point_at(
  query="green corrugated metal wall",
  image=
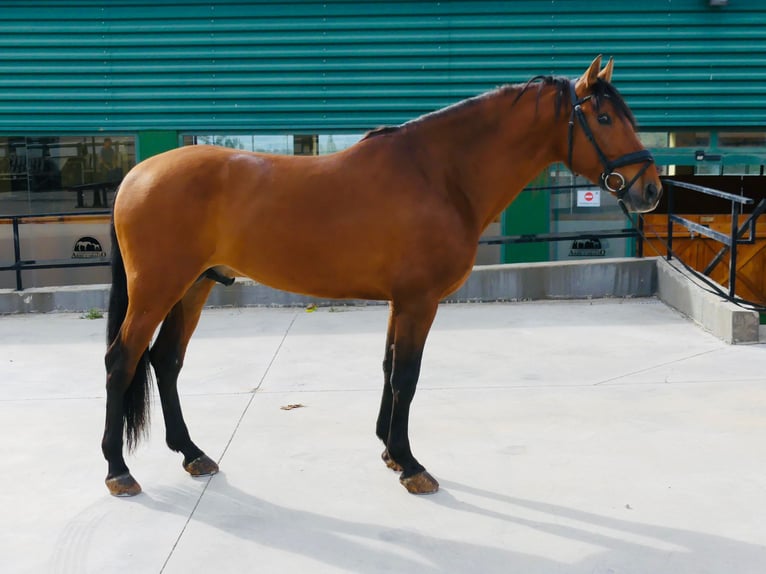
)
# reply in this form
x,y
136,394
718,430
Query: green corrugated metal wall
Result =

...

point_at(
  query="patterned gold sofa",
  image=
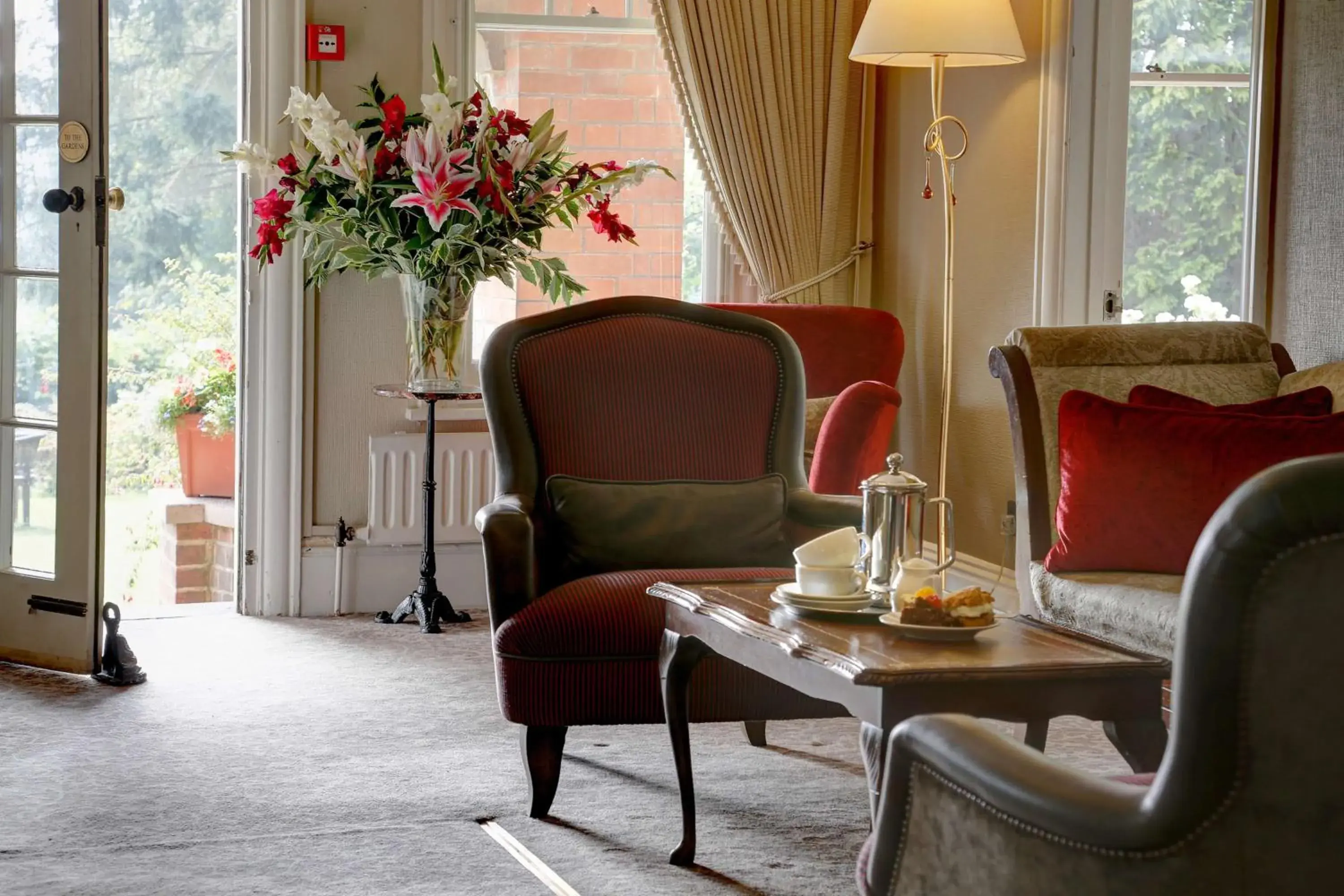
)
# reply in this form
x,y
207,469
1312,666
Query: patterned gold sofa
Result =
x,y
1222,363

==

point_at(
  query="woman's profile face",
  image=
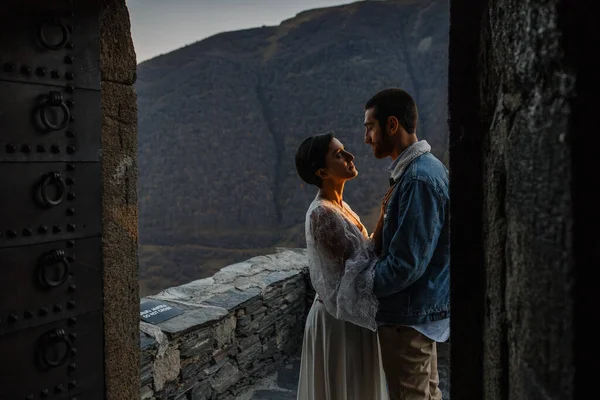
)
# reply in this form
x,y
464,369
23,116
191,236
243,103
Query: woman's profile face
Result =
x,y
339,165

> Task directions: Please report every line among the entries that includes "wall".

> Answer:
  query="green corrugated metal wall",
Query: green corrugated metal wall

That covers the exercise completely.